> **EXTRACTED TEXT**:
Cheerio remains the fastest way to parse and extract data from HTML in Node.js. It implements a subset of jQuery's API on a virtual DOM — no browser needed. Combined with Axios or fetch for HTTP requests, you get a lightweight, high-performance scraping stack. This guide covers everything from basic extraction to production-grade scraping with error handling, pagination, and scaling with SnapAPI.
Setup and Installation
Install Cheerio and Axios. Cheerio parses HTML into a traversable DOM, while Axios handles HTTP requests with automatic retries and encoding detection:
npm install cheerio axios
Basic scraping pattern — fetch a page and extract data:
import * as cheerio from 'cheerio';
import axios from 'axios';
async function scrape(url) {
const { data: html } = await axios.get(url, {
headers: {
'User-Agent': 'Mozilla/5.0 (Windows NT 10.0; Win64; x64) AppleWebKit/537.36',
},
timeout: 10000,
});
const $ = cheerio.load(html);
const title = $('title').text();
const description = $('meta[name="description"]').attr('content');
const h1 = $('h1').first().text().trim();
return { title, description, h1 };
}
const data = await scrape('https://example.com');
console.log(data);
Cheerio Selectors Deep Dive
Cheerio supports CSS selectors, jQuery extensions, and chaining. Here's a comprehensive reference for extracting different types of data:
import * as cheerio from 'cheerio';
const html = `
<div class="products">
<article class="product" data-id="101">
<h2 class="name">Widget Pro</h2>
<span class="price">$49.99</span>
<div class="rating" data-stars="4.5">★★★★½</div>
<ul class="tags">
<li>electronics</li>
<li>gadgets</li>
</ul>
<a href="/products/101">View Details</a>
</article>
</div>`;
const $ = cheerio.load(html);
// Text content
$('.name').text(); // "Widget Pro"
// Attribute values
$('.product').attr('data-id'); // "101"
$('.rating').data('stars'); // 4.5 (auto-parsed)
$('a').attr('href'); // "/products/101"
// Multiple elements → array
const tags = $('li').map((i, el) => $(el).text()).get();
// ["electronics", "gadgets"]
// Parse numbers from text
const price = parseFloat($('.price').text().replace('$', ''));
// 49.99
// Traversal
$('.product').find('.name').text(); // "Widget Pro"
$('.product').children('h2').text(); // "Widget Pro"
$('.name').parent().attr('class'); // "product"
$('.name').next().text(); // "$49.99"

> **PROBLEM A**:
Which command does the Cheerio guide give for installing Cheerio and Axios?

> **RECORDS SHOWN**:
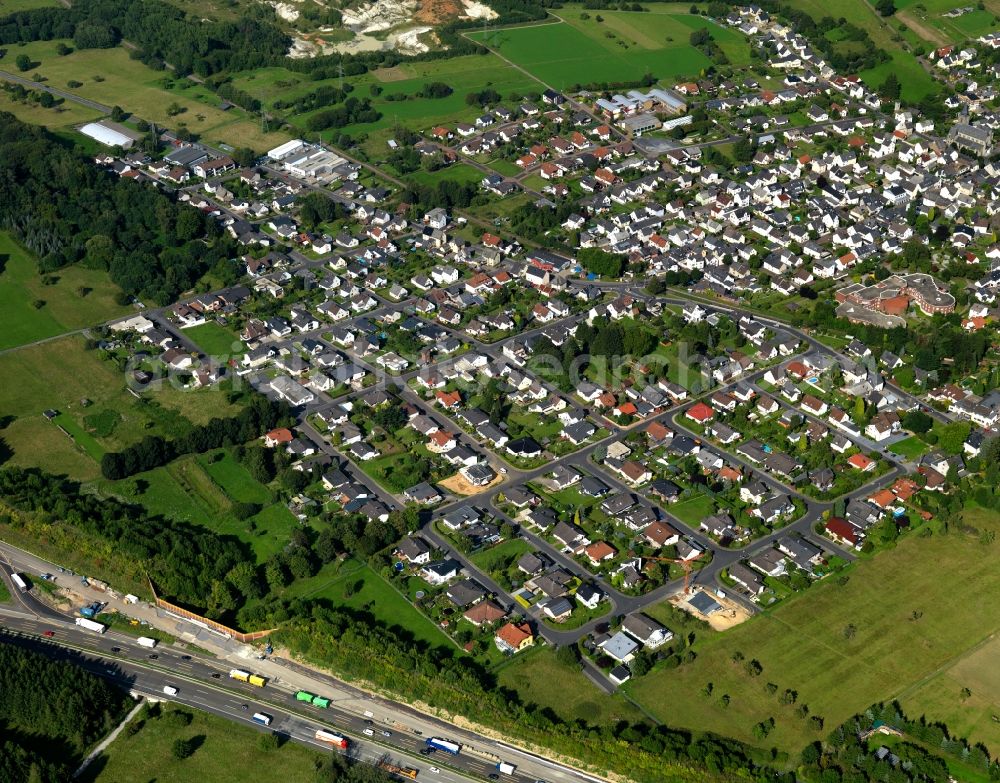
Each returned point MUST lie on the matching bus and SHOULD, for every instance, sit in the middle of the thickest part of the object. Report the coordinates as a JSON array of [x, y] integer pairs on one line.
[[403, 772], [446, 745], [329, 738]]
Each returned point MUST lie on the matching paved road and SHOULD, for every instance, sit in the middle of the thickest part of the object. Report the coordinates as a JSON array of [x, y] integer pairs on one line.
[[10, 77], [203, 682]]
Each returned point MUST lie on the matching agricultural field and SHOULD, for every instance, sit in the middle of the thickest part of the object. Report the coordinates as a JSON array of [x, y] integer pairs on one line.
[[625, 47], [539, 678], [466, 74], [111, 77], [94, 406], [147, 754], [62, 117], [927, 19], [202, 489], [37, 307], [915, 81], [837, 645], [356, 586]]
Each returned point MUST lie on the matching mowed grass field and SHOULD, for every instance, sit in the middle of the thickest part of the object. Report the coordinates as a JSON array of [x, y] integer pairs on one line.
[[61, 374], [147, 756], [464, 75], [215, 339], [79, 297], [63, 116], [927, 18], [139, 89], [915, 81], [356, 586], [538, 678], [202, 489], [625, 47], [916, 610]]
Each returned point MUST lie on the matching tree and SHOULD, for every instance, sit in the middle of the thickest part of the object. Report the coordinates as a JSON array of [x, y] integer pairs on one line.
[[244, 577], [182, 748], [917, 422]]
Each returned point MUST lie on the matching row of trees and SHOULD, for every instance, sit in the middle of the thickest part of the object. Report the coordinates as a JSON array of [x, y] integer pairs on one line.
[[182, 559], [356, 644], [259, 416], [52, 711]]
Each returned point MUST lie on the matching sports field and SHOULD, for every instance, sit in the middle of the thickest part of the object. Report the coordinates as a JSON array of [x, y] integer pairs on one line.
[[76, 297], [906, 615], [625, 47]]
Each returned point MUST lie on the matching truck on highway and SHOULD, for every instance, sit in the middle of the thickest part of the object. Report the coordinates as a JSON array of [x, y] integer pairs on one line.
[[91, 625], [447, 746], [329, 738], [394, 769]]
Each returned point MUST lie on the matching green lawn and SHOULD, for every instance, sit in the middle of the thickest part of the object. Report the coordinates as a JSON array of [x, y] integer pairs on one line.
[[215, 340], [363, 589], [894, 601], [911, 447], [915, 81], [539, 678], [79, 297], [458, 172], [625, 47], [397, 100], [693, 510], [226, 752], [138, 88]]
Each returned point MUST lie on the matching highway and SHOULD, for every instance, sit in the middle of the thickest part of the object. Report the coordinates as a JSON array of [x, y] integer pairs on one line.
[[398, 734]]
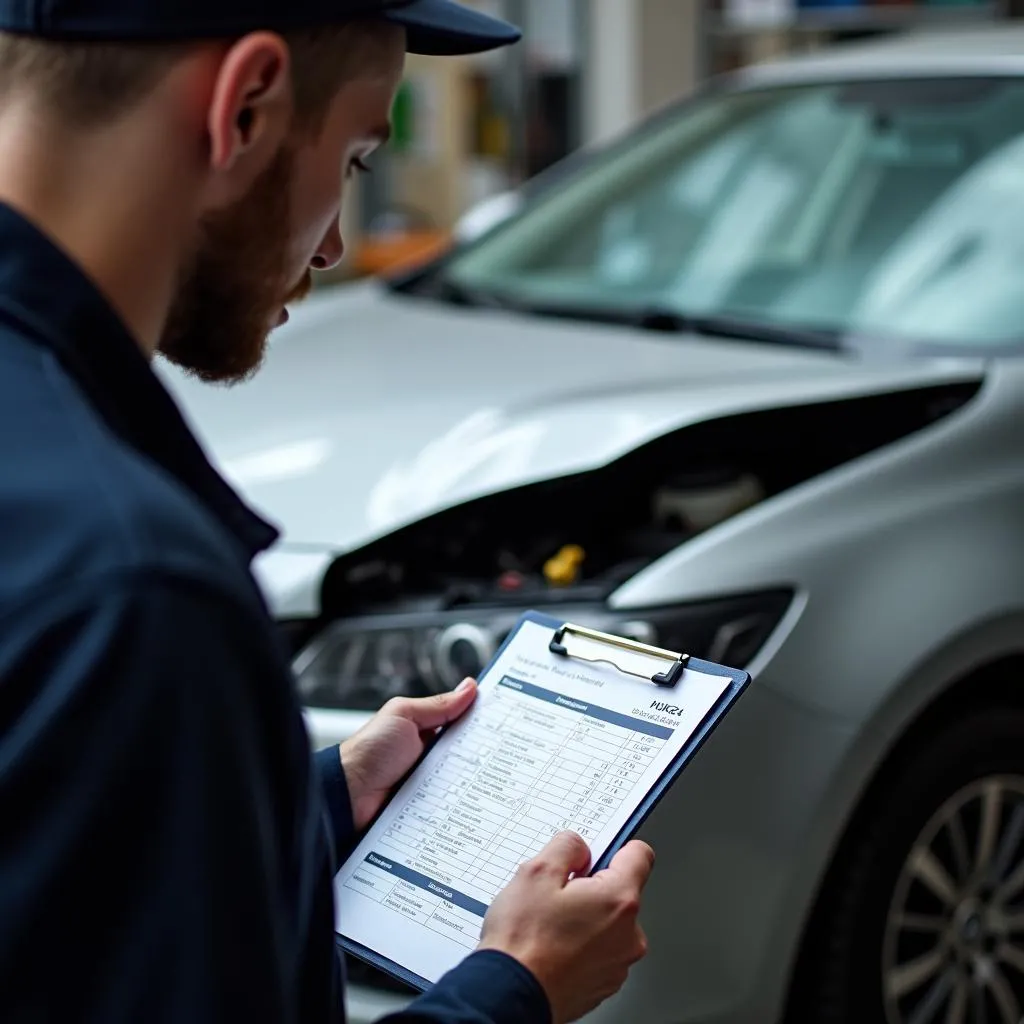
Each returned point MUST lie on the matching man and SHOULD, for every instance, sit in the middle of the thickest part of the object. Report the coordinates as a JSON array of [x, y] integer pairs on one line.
[[170, 172]]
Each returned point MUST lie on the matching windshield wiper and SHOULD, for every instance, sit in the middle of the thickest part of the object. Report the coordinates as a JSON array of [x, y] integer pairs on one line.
[[673, 322], [737, 328]]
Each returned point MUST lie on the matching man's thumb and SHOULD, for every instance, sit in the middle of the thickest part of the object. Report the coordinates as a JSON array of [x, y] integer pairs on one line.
[[566, 854], [432, 713]]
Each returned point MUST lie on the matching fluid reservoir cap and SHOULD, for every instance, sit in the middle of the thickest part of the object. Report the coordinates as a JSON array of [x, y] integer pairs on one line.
[[563, 569]]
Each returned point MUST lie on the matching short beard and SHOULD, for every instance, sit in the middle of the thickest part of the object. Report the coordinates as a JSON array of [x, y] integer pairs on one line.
[[231, 291]]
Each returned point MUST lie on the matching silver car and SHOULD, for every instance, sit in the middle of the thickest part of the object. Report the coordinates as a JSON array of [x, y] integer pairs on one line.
[[749, 384]]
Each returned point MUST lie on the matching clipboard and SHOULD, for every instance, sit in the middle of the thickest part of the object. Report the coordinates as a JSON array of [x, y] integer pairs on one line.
[[670, 670]]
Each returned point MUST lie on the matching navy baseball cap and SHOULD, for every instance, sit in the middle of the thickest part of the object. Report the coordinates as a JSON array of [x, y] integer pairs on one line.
[[433, 27]]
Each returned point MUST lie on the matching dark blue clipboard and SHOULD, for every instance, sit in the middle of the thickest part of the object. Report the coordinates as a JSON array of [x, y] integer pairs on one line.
[[738, 681]]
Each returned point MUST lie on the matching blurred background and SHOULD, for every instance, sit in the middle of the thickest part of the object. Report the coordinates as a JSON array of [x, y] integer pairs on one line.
[[748, 384], [469, 130]]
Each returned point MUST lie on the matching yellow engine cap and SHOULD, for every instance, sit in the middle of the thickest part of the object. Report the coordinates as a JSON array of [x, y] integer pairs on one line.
[[563, 569]]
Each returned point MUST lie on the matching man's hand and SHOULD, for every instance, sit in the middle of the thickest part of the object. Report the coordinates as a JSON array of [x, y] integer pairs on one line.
[[380, 754], [579, 936]]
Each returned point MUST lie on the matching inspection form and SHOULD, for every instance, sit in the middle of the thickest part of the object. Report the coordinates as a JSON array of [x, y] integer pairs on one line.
[[550, 744]]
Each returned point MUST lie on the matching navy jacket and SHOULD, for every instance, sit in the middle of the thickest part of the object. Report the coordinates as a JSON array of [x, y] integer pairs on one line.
[[167, 840]]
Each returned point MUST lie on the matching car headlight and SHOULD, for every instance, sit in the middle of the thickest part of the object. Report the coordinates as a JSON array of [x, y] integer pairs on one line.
[[358, 664]]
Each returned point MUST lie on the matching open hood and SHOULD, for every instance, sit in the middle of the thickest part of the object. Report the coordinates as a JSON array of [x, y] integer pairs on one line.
[[374, 411]]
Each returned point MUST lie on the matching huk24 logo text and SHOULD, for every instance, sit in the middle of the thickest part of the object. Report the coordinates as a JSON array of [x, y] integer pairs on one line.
[[667, 708]]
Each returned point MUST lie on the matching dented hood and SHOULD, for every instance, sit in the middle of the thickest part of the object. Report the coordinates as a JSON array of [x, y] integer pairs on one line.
[[374, 411]]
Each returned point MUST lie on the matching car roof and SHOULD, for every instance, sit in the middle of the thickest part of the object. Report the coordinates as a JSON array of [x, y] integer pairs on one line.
[[995, 50]]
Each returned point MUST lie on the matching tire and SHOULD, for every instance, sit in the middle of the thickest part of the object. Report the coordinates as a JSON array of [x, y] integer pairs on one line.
[[922, 920]]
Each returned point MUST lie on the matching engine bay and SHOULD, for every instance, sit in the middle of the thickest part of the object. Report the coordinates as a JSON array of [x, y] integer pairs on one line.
[[582, 537]]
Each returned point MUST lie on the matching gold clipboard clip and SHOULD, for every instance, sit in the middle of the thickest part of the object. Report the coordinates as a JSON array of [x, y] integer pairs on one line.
[[667, 679]]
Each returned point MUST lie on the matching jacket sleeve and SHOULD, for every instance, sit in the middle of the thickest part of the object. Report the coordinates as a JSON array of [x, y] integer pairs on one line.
[[487, 987], [145, 865], [339, 804]]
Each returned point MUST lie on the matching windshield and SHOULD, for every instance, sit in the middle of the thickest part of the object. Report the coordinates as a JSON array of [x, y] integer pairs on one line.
[[878, 209]]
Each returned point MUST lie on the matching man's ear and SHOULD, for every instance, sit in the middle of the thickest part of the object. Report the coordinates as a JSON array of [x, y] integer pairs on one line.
[[250, 114]]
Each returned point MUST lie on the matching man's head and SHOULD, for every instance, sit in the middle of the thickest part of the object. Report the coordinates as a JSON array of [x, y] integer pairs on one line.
[[272, 125]]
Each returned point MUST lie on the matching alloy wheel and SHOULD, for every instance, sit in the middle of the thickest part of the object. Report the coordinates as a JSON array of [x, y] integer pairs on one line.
[[953, 945]]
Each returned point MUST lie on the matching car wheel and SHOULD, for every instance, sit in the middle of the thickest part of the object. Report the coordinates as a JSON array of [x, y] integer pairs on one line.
[[923, 918]]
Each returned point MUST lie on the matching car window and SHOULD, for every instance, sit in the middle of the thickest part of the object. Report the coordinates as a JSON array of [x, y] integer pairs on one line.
[[889, 209]]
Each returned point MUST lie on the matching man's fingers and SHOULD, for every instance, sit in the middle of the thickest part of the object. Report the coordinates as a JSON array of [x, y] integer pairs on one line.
[[431, 713], [566, 854], [634, 863]]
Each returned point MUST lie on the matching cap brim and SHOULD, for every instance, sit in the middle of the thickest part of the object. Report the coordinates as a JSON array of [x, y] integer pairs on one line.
[[442, 28]]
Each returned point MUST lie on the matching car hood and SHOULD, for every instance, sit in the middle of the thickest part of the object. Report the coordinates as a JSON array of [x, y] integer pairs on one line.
[[373, 410]]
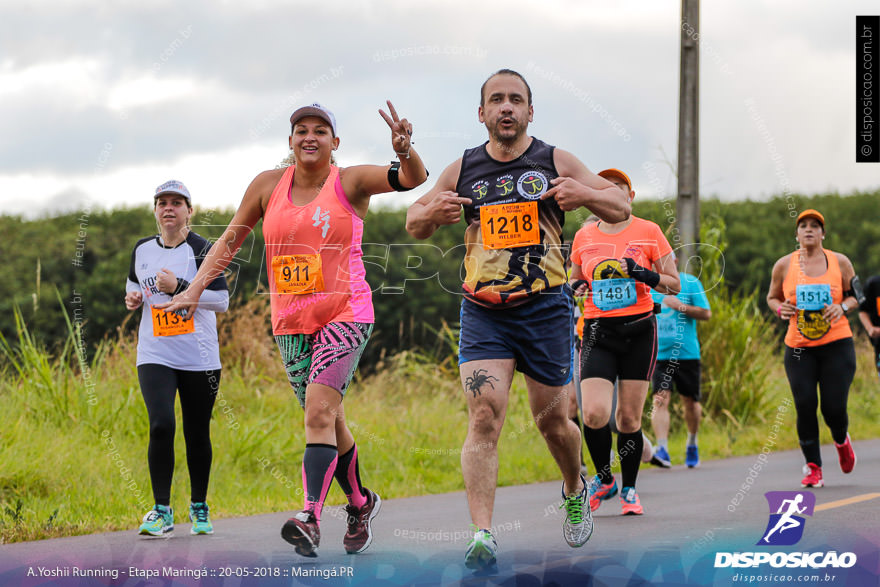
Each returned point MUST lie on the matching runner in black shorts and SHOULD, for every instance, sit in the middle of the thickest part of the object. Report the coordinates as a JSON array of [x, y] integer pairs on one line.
[[620, 337], [176, 356], [869, 315], [517, 309], [812, 289]]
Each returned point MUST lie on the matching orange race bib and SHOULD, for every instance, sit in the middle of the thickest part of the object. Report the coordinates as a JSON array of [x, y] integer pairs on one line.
[[170, 324], [297, 274], [509, 225]]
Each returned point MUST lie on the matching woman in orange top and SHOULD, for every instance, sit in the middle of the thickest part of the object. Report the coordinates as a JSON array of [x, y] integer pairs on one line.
[[813, 288], [322, 312], [621, 263]]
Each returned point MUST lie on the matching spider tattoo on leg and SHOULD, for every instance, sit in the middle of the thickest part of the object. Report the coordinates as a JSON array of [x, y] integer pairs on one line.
[[477, 380]]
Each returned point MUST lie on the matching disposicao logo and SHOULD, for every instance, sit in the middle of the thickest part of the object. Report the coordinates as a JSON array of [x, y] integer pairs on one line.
[[785, 528]]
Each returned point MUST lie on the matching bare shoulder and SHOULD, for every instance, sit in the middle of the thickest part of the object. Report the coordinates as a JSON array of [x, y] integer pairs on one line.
[[448, 178], [782, 263], [843, 259], [261, 188], [566, 163]]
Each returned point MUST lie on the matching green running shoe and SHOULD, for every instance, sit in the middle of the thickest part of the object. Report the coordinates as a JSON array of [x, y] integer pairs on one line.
[[158, 521], [577, 527], [481, 551], [198, 515]]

> **PROBLEM B**:
Output the lines of the records verbatim, from the line containing "Each returned point MUST lie on the matching engine" through the line containing "[[889, 209]]".

> **OUTPUT A**:
npm install cheerio axios

> **OUTPUT B**:
Each returned point MUST lie on the matching engine bay and SHOULD, for every instance, sit in the middle of the thickest part of the object. Report the coordinates as a JSON array of [x, y] integer pairs on one line.
[[582, 537]]
Each returned point MUST lie on the matching gold clipboard clip and SHOULD, for every instance, sit in the middle of the thickest part of the object. Report the coordinates as a JSON array of [x, y] integer pairs on one line.
[[667, 679]]
Each returned point MUST lie on the matching jacket sleeve and SHOULD, for every instance, sit in the middle of the thickest part of the object. Report the coordinates as a JSON array of [x, y] integer pairs on one line.
[[487, 987], [145, 865], [339, 804]]
Each returned point MUST lie on the matching windshield and SHOULD, for every instance, sit in the middle of the thickest part of the object. Report the coordinates as a JSON array of [x, y] integer pairs on one line.
[[878, 209]]
Each returned point MUST lie on the matching man's ear and SHOULD, for every instance, sit in the middle of the thickest part of the object. Report the coordinates as a JSON array of [x, y] integer pairs on one line.
[[250, 114]]
Each returned point MUST lie on the matching man's head and SHOULD, for every instance, sit in the middle of the thickest part of the object. Report the coordinates as a JSON array of [x, y] integer pairs on one line.
[[272, 125]]
Each returned point MUST lie on the matching alloy wheel and SHOULD, for every instance, sit in the middle of the thickest part of the object. Report the coordinates as a JSON array of [x, y] integer pairs on one line.
[[953, 945]]
Each returned point MUST lie on the matching car wheel and SHOULD, for every instance, sit in the middle of the thickest part of the object. Report the coordinates as a JSON array of [x, y] integer pairs on one line.
[[923, 918]]
Each returned point MUST lie on the matching car window and SHOULD, for every instance, sit in the middle of the thickest part of the object. Report the coordinates as a JSON array of [x, y] integer pairs on one line.
[[889, 209]]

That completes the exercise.